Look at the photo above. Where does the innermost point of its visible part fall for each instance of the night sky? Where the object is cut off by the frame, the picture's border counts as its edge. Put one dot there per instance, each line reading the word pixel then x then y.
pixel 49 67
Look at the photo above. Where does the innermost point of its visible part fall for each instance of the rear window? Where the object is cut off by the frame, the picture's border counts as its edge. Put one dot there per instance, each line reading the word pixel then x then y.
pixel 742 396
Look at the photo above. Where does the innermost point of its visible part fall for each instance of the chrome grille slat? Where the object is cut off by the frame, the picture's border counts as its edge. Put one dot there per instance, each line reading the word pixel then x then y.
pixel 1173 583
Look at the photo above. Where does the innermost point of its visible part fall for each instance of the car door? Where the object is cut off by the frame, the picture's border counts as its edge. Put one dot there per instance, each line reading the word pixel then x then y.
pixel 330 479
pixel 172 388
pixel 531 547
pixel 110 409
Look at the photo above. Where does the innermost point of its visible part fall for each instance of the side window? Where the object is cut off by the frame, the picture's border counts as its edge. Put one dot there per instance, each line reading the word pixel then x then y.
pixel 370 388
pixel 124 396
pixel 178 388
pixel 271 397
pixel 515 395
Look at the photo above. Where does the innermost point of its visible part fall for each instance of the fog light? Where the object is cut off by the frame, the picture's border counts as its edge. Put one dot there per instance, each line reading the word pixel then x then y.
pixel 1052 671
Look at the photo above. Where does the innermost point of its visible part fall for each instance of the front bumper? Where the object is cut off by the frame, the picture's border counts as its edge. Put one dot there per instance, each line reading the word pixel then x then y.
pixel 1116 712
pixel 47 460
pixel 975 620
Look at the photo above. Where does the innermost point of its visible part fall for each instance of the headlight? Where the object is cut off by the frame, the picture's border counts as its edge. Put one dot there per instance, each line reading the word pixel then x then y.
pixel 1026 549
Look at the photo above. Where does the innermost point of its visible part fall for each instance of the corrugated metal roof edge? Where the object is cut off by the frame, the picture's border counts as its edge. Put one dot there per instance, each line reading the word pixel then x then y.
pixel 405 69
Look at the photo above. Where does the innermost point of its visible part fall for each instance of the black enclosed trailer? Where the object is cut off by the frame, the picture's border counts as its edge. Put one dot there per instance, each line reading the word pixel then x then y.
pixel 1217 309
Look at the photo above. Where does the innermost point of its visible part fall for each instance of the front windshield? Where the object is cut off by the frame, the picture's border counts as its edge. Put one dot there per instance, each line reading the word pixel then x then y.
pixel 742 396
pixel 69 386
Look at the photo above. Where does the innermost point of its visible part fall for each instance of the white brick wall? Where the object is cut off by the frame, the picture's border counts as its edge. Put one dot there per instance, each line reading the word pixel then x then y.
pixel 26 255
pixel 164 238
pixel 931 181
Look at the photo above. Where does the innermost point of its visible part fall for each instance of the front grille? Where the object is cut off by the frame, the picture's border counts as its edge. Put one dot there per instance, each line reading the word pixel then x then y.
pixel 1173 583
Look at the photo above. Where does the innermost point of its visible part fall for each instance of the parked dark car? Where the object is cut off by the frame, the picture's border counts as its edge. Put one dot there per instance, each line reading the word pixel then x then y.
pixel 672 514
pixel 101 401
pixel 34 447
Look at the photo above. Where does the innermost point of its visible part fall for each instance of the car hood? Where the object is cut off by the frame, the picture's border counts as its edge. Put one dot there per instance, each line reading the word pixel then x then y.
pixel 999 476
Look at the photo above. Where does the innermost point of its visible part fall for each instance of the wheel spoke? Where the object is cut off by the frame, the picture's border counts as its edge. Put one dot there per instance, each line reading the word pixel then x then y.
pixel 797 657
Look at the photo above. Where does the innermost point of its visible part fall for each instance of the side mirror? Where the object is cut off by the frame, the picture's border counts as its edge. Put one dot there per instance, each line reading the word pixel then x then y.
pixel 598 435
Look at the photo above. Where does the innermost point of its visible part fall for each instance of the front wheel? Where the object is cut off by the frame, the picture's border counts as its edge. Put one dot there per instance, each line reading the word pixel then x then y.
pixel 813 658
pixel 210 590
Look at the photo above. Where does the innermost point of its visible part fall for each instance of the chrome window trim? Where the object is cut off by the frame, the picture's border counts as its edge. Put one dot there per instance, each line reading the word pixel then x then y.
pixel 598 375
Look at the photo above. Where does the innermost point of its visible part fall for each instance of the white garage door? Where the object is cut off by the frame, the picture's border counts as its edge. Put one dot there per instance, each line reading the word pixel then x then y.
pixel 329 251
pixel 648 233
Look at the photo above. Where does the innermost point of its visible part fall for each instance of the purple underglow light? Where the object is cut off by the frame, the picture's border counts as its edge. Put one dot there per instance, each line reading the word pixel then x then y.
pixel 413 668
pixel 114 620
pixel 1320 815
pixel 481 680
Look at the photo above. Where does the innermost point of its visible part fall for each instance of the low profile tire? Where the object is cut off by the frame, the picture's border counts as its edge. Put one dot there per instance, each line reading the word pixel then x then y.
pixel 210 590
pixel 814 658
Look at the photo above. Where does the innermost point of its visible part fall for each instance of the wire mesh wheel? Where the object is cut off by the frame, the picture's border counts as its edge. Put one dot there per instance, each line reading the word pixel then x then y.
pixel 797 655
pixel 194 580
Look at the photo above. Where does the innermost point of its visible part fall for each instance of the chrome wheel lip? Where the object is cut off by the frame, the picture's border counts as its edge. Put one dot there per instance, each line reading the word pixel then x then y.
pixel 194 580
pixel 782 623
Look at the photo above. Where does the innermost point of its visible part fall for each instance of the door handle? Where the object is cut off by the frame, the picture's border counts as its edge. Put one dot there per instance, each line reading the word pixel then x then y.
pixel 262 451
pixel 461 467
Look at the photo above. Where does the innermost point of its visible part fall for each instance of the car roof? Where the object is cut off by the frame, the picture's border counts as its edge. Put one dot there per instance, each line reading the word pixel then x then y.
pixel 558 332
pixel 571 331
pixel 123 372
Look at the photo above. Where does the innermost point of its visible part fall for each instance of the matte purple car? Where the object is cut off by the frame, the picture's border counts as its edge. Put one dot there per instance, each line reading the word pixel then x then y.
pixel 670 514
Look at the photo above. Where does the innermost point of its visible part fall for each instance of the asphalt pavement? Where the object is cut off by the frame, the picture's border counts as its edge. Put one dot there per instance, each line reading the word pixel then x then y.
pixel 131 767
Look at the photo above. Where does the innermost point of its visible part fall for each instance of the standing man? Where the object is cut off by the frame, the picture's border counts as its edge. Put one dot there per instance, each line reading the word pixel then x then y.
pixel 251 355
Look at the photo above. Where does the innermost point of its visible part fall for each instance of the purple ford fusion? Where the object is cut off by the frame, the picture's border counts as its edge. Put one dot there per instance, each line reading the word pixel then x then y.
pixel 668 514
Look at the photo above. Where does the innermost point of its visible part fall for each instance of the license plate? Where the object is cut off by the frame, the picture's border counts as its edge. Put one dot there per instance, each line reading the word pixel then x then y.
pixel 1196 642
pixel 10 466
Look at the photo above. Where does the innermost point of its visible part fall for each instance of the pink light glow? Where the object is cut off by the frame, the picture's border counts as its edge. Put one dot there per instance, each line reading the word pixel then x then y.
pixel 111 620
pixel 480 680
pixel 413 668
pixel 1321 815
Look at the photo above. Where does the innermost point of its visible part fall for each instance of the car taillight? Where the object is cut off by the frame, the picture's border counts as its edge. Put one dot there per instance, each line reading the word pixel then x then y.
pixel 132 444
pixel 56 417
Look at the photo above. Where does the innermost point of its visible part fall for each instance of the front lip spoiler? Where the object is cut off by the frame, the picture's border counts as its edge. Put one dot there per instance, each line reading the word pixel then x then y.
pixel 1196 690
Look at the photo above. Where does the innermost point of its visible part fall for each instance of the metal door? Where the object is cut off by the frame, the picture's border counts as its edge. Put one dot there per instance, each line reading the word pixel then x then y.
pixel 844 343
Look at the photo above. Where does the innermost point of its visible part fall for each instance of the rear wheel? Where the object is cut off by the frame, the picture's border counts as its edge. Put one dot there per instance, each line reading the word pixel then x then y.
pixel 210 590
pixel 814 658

*DIRECTION*. Reproduce the rows above without any change, starting at the line that contains "the front bumper?" and ending at the line that contains "pixel 405 69", with both of those lines included.

*TASK RESULT*.
Look at the photo above. Where does the innermost point of its visible part fall for each instance of the front bumper? Where the object is cut off by the frame, the picture's border counts as its edge. Put one dot there per instance, each line reading the word pixel then x then y.
pixel 1116 712
pixel 47 460
pixel 975 620
Look at the photo above. Where does the innermost point of its visible part fall for each instance of the headlight? Where the object is cut off by the frame, the picture's border counts as its edge. Put one dot there per instance, each line reading the word pixel then x then y.
pixel 1026 549
Look at the photo above. Where does the innermost point of its visible part fall for each instance of the corrugated metal roof edge? Where the object is cut off by the frame, the picture's border counts as its edge. Put one dot there per instance, each line reading the word pixel then x then y.
pixel 405 69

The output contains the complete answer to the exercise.